### [TASK DATA]
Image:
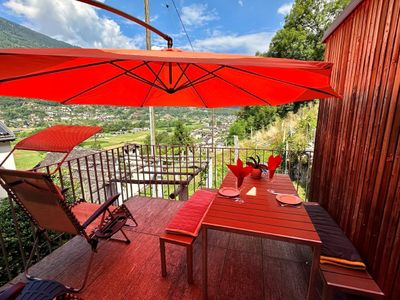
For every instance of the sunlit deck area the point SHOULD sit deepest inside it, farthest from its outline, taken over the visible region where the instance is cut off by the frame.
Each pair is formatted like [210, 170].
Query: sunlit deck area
[240, 267]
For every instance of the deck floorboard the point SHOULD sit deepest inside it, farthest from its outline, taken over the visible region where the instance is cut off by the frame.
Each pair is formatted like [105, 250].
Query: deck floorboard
[240, 267]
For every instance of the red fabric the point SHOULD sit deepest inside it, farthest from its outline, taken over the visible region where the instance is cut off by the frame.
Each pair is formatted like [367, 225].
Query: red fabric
[167, 78]
[273, 164]
[239, 171]
[59, 138]
[188, 219]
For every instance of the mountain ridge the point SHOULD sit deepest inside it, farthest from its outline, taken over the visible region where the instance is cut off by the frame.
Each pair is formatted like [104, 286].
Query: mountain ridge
[13, 35]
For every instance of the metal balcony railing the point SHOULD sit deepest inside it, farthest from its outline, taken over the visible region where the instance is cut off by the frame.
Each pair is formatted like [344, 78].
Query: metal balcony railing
[161, 171]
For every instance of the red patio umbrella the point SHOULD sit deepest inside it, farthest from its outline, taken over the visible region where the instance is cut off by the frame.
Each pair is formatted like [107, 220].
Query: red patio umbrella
[159, 78]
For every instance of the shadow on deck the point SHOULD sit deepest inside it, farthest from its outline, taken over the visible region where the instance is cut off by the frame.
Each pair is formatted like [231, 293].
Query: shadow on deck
[240, 267]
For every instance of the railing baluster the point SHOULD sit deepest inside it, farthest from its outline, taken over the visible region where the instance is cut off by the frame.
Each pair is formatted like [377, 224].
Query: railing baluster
[5, 255]
[115, 180]
[120, 175]
[125, 174]
[137, 172]
[110, 183]
[89, 180]
[153, 152]
[130, 170]
[173, 168]
[18, 231]
[80, 178]
[72, 180]
[96, 178]
[102, 176]
[167, 167]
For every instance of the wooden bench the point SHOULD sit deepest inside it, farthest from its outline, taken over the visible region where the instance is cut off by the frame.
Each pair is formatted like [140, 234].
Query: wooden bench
[186, 224]
[357, 282]
[181, 240]
[338, 278]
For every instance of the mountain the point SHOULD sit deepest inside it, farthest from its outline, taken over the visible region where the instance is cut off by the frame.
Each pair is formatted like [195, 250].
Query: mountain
[13, 35]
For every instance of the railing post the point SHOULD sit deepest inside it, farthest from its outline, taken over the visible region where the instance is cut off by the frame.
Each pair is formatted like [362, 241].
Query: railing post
[209, 175]
[236, 146]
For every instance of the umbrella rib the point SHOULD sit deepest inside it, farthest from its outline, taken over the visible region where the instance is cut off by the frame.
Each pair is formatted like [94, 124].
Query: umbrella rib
[134, 76]
[95, 86]
[56, 71]
[151, 86]
[202, 78]
[157, 75]
[180, 76]
[238, 87]
[282, 81]
[201, 98]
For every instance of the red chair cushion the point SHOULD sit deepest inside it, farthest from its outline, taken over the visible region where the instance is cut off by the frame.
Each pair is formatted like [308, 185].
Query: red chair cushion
[188, 219]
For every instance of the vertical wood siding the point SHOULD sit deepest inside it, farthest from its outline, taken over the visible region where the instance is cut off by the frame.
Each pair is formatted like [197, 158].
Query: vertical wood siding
[357, 156]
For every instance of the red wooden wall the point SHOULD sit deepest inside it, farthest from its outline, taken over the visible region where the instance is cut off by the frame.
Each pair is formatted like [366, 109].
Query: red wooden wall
[357, 156]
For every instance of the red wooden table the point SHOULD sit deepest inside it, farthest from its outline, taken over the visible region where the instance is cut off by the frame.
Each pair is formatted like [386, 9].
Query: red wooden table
[261, 215]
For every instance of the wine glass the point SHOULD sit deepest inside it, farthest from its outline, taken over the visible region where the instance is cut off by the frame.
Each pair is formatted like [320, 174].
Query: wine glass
[239, 187]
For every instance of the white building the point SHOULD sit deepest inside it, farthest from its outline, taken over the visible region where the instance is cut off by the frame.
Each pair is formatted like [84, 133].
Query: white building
[6, 137]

### [WORK INSTRUCTION]
What's needed is every line above, retyped exactly and free of pictures.

### [FINAL ANSWER]
Image:
For every instance of the sunlit deck area the point SHOULD sit deepest inside it, farthest from its outline, taken over the visible region where the instance is cut off by the frame.
Each pair is formatted like [210, 170].
Query: sunlit deck area
[240, 267]
For every instance of the deck floorboard the point SHOULD sit deepest inside it, farthest from its outline, taken over the visible region where the instance is cut off by the frame.
Each pair is formatted like [105, 250].
Query: deck floorboard
[240, 267]
For every instance of the red fabric the point SHOULD sit deepest inside it, farthest from its outline, taken over the visible region where the instance is cut off by the frame.
Each pair is formatted like [367, 225].
Query: red fabric
[167, 78]
[273, 164]
[239, 171]
[59, 138]
[188, 219]
For every instance of the mountain ridge the point SHOULD sit deepest inside it, farthest from its outline, taken over the visible region where the instance is cut off by the frame.
Each pair is formatted like [104, 286].
Query: mountain ridge
[13, 35]
For every instance of the metal balcony railing the point SHOULD sit deepest inside it, farthest from its outline, taken over the visible region where the instance is cut off by the frame.
Each pair is formatted like [344, 78].
Query: metal balcony railing
[161, 171]
For every instance of the red patio umbrella the point SHOULD sit deepest inside it, farthest from its outline, taken over the visible region where the instance is cut off by the frame.
Each pair is formatted like [107, 220].
Query: red patio umbrella
[159, 78]
For every instance of the shadow on deck the point SHOULD sit deepest inside it, farthest from its outline, taken over the visible region where the instance is cut off by the frame.
Each pair is formatted like [231, 293].
Query: shadow on deck
[240, 267]
For every instance of the railing baluster the point SHOULD sit deepest inside it, farthest from its outline, taken over the visible region where the instance is cut off by the frame.
Each pair is formatted like [377, 224].
Query: railing baluster
[5, 255]
[115, 180]
[120, 175]
[125, 174]
[137, 172]
[110, 183]
[89, 180]
[153, 152]
[130, 170]
[173, 168]
[18, 231]
[80, 178]
[72, 180]
[96, 178]
[102, 176]
[167, 167]
For every instance of the wooden bench the point SHOULD sit deepest inside it, farthest from its outline, taken over the visible region where the instance is cut off by the frame.
Each pair is formatted like [140, 234].
Query: wooden bench
[186, 224]
[357, 282]
[181, 240]
[338, 278]
For every instance of the mountain the point SHOULD sit deepest inside it, farthest from its outline, taken over the visible region where the instance is cut off by the frame.
Each pair is formatted like [195, 250].
Query: mountain
[13, 35]
For every instance of the railing post the point SHOULD sit deepest inside it, farthest from its outline, taken over the visible region where the instance is cut off by the frame.
Each pair is formatted like [362, 241].
Query: railing post
[209, 175]
[236, 146]
For every instance of the umbrella rib the point SHOULD sit deepest inside it, farthest from its outline, taken over the visible region where the instance is cut off by the frame.
Each pair is formatted like [94, 124].
Query: umbrella rib
[134, 76]
[95, 86]
[56, 71]
[151, 86]
[202, 78]
[157, 75]
[180, 76]
[238, 87]
[282, 81]
[201, 98]
For every instance of the red chair cushion the point SHOULD sit deepest inside it, farthest from its outline, taken over the visible region where the instance is cut off by the frame.
Each pair is formatted like [308, 185].
Query: red chair cushion
[188, 219]
For every instance of the vertical wood siding the point SHOULD sit deepest inside it, farthest from its outline, taken over the visible region where the instance is cut off by the frame.
Each pair is formatted like [197, 158].
Query: vertical wood siding
[357, 156]
For every instance of the red wooden wall the point SHOULD sit deepest inside it, farthest from its outline, taken over the visible region where the instance is cut off by the frame.
Each pair is formatted like [366, 109].
Query: red wooden wall
[357, 156]
For every instance of the red wooden table the point SHOULD sit deepest inside it, farthest from its outline, taken over the visible region where the instance is cut off by the frame.
Each pair is formatted like [386, 9].
Query: red wooden table
[261, 215]
For every instance of the wine glass the point SHOULD sit deepest inside it, farthest from its outline, taken over the visible region where the instance is cut off by the frame.
Each pair is formatted like [320, 174].
Query: wine glass
[239, 187]
For every instance of the white building the point SHOULD sit deepest inside it, farthest from its outline, taken over the visible region where the instance is cut off by the frame.
Each pair is formatted like [84, 133].
Query: white building
[6, 137]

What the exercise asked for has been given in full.